Set exercise> Starting at the line that contains "Expected behaviour: place a point on each instance of the green" and going through the end of the material, write those lines out again with "grass" changed to "turf" and nothing else altered.

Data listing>
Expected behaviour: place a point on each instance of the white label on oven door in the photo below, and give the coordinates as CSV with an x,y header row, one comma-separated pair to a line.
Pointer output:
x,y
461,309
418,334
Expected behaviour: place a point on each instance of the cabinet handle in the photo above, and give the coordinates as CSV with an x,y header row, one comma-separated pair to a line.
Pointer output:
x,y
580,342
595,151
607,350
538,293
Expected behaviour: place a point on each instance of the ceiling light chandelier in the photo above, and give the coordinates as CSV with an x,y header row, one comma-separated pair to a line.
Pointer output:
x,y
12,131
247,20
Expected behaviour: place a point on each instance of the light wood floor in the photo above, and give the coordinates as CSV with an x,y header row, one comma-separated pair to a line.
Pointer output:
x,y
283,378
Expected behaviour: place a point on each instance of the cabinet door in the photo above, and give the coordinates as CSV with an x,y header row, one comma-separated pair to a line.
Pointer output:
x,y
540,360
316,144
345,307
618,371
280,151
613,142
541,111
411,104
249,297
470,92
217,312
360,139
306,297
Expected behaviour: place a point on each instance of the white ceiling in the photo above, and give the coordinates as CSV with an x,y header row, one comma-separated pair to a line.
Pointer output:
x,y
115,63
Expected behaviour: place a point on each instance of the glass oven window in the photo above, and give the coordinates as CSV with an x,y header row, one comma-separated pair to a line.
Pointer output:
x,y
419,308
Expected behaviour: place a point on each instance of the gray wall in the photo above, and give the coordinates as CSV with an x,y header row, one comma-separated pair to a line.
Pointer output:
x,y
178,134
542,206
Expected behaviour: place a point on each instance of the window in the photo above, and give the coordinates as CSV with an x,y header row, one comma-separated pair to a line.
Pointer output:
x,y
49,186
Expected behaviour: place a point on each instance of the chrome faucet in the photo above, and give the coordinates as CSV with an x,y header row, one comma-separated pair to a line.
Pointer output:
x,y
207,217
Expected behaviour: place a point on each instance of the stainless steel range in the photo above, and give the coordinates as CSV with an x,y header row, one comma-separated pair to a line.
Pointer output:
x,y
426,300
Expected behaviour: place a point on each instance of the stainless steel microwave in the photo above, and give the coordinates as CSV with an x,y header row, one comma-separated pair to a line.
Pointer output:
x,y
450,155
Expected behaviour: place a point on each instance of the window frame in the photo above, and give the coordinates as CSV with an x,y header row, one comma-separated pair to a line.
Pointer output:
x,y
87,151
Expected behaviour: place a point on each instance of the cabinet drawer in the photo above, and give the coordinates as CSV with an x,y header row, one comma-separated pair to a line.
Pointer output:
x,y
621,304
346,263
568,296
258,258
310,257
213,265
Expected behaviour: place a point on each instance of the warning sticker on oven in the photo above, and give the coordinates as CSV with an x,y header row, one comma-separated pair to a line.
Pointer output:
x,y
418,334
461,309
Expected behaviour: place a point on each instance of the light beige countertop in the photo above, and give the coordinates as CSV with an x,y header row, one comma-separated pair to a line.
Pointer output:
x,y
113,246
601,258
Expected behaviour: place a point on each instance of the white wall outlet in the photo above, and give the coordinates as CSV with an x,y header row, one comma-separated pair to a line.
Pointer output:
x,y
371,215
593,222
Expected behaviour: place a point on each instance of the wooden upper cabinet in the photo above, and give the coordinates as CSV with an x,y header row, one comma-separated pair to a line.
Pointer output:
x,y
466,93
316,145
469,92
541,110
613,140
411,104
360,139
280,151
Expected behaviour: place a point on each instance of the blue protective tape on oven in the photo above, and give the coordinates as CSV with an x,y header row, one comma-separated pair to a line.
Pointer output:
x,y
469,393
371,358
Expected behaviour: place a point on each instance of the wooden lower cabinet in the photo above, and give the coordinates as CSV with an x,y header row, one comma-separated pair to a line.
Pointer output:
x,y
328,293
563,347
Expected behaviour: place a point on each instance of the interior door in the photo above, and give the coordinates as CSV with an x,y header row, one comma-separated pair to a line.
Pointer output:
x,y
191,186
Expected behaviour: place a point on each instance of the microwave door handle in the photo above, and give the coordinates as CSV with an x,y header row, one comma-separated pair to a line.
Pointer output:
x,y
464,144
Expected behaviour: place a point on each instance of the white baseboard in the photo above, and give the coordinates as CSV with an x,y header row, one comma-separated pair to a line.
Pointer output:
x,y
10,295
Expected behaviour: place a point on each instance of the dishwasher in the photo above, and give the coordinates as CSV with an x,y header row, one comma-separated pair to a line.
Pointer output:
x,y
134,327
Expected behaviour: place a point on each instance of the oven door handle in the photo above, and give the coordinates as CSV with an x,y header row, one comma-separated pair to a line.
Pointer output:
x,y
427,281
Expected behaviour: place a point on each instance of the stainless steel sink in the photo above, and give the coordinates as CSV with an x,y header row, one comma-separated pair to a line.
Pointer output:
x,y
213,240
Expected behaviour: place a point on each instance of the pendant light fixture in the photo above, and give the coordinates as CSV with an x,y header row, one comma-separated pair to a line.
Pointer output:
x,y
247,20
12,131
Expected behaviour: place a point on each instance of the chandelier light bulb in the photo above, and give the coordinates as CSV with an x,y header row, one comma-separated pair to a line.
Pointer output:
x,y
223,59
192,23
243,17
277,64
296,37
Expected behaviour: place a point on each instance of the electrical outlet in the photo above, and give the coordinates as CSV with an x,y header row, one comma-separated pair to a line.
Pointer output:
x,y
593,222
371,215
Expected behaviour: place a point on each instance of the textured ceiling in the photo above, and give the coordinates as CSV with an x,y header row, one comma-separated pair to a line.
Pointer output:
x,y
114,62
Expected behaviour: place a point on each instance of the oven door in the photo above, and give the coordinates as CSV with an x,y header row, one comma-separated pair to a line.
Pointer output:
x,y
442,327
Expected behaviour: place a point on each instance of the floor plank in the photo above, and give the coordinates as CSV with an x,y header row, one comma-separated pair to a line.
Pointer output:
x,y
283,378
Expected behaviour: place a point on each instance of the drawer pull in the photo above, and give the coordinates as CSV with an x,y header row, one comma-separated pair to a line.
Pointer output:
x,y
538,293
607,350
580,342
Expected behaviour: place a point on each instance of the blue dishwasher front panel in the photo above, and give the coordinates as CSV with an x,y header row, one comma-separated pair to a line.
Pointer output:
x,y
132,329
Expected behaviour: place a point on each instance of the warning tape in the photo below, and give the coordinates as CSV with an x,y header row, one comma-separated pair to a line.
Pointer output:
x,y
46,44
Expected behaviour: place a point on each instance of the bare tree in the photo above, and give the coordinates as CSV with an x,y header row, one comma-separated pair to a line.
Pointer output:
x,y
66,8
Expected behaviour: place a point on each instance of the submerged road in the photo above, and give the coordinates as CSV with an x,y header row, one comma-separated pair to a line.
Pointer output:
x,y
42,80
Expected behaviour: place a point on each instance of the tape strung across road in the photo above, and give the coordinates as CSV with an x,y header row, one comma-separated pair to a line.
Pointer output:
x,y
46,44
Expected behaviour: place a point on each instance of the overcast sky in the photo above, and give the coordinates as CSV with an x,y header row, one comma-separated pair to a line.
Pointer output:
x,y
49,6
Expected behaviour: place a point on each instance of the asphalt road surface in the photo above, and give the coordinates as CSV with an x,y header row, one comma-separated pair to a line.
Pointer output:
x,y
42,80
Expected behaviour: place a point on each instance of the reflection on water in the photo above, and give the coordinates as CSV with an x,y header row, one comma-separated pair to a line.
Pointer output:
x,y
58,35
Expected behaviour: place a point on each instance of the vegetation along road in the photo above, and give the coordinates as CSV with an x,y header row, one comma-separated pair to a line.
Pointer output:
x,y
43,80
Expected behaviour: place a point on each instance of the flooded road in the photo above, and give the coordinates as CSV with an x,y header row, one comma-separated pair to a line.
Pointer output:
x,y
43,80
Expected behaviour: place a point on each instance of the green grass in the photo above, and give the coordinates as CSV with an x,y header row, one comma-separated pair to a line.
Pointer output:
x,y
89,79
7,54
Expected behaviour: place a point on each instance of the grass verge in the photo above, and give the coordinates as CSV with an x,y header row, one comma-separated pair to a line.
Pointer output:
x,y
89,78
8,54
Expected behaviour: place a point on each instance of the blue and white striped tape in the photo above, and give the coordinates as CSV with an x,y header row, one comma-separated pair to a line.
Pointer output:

Output for this task>
Expected behaviour: place a point on each instance of the green turf in the photo above, and give the coordinates as CSV with an x,y header row, one comma-separated pair to a line.
Pointer output:
x,y
89,79
7,54
Expected behaviour: place a point on each instance of the turf verge in the photo above, and give the coordinates as CSV with an x,y header row, one comma-separated pair to a line.
Pointer output:
x,y
89,78
8,54
Expected behaviour: place a point on each instance of the blue and white striped tape in the photo above, and give the coordinates as CSV with an x,y header row, one comma-separated pair to a line.
Pointer output:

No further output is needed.